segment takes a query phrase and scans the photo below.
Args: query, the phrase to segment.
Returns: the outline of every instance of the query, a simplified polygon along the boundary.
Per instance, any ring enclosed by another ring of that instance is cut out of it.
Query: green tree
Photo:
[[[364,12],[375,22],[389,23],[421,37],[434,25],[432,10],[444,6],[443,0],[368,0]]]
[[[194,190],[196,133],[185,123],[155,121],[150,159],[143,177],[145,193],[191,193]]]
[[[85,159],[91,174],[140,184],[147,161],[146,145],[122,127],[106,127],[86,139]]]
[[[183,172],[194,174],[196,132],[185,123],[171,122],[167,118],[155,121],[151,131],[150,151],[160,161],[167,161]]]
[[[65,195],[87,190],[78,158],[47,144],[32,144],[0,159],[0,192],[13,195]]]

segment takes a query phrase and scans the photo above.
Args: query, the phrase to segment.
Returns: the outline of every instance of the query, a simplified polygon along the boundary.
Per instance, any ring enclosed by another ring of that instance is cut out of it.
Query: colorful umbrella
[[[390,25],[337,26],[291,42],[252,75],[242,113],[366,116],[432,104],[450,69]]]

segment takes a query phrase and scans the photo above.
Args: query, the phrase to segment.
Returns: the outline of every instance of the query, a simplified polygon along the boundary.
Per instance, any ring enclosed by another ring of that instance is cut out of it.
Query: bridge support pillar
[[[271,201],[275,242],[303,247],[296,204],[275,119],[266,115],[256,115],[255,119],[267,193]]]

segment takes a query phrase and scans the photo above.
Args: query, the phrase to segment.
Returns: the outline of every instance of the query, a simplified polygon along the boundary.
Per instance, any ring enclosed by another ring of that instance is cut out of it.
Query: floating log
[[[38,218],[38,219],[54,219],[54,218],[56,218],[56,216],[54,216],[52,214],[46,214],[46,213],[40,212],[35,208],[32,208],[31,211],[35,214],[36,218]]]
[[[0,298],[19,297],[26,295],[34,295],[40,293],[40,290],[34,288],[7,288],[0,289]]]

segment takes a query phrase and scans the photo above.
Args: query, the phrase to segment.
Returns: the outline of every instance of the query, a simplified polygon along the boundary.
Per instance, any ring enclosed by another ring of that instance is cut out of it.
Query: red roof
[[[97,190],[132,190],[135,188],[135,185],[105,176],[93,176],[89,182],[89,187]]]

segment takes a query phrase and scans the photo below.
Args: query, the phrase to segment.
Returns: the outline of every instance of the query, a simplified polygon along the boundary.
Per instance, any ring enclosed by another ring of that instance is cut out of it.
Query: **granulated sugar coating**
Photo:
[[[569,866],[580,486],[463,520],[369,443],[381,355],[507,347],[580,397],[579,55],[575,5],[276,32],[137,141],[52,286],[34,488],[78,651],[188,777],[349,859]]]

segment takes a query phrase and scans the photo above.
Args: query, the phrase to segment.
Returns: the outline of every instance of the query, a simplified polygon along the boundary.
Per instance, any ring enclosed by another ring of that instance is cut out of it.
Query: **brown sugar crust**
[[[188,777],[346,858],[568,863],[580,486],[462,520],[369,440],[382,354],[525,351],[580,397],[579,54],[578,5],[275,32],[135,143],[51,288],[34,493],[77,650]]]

Activity
The material above needs to be copied out in full, exactly as given.

Task answer
segment takes a query phrase and scans the photo below.
Args: query, the phrase to segment.
Returns: the outline of every instance of the query, a simplified polygon along the boundary.
Per instance, any ring enclosed by another ring of that instance is cut out of it.
Query: green tree
Photo:
[[[364,12],[375,22],[389,23],[421,37],[434,25],[432,10],[444,6],[443,0],[368,0]]]
[[[194,190],[196,133],[185,123],[155,121],[150,159],[143,177],[145,193],[191,193]]]
[[[85,159],[91,174],[140,184],[147,161],[146,145],[122,127],[106,127],[86,139]]]
[[[183,172],[194,174],[196,132],[185,123],[171,122],[167,118],[155,121],[151,131],[150,151],[160,161],[167,161]]]
[[[65,195],[87,190],[78,158],[47,144],[32,144],[0,159],[0,192],[13,195]]]

segment takes a query phrase and scans the photo above.
Args: query, the phrase to segment.
Returns: the outline of every instance of the query, a simplified polygon along the boundary.
Per instance, any ring enclosed by another ring of that instance is cut out of it.
Query: colorful umbrella
[[[390,25],[337,26],[291,42],[252,75],[242,113],[366,116],[432,104],[450,69]]]

segment takes a query phrase and scans the photo above.
Args: query, the phrase to segment.
Returns: the outline of every instance of the query, a simplified polygon along the boundary.
Per instance, any ring enclosed by another ring of that instance is cut out of it.
Query: bridge support pillar
[[[271,201],[275,242],[303,247],[296,204],[275,119],[266,115],[256,115],[255,119],[267,193]]]

segment takes a query phrase and scans the photo above.
Args: query, the phrase to segment.
Returns: the outline of every instance of the query, a simplified polygon along the boundary.
Per instance, any ring enclosed by another ring of that instance is cut out of it.
Query: floating log
[[[38,218],[38,219],[54,219],[54,218],[56,218],[56,216],[54,216],[52,214],[46,214],[46,213],[40,212],[35,208],[32,208],[31,211],[35,214],[36,218]]]
[[[0,298],[19,297],[26,295],[34,295],[40,293],[40,290],[34,288],[7,288],[0,289]]]

segment takes a query phrase and scans the photo above.
Args: query, the phrase to segment.
Returns: the outline of every instance of the query, a simplified polygon along the boundary.
Per instance, any ring enclosed by another ring of that instance is cut out of it.
Query: red roof
[[[97,190],[132,190],[135,188],[135,185],[105,176],[93,176],[89,182],[89,187]]]

segment takes a query phrase and scans the photo below.
Args: query, the phrase to segment.
Returns: the outline of every instance of the query, a simplified polygon along the boundary.
Per instance, any ring enclosed by another ring of that instance is cut out of it.
Query: **granulated sugar coating**
Photo:
[[[569,866],[580,486],[463,520],[369,443],[381,355],[507,347],[580,397],[579,55],[575,5],[276,32],[137,141],[52,286],[34,488],[78,651],[188,777],[349,859]]]

segment takes a query phrase and scans the photo above.
Args: query, the phrase to segment.
Returns: the outline of every instance of the query, a simplified polygon along the boundary.
Per instance, any ring enclosed by another ring of that instance is cut out of it.
Query: **brown sugar crust**
[[[188,777],[346,858],[568,863],[580,486],[462,520],[369,440],[382,354],[525,351],[580,397],[579,54],[578,5],[275,32],[135,143],[51,288],[34,493],[77,650]]]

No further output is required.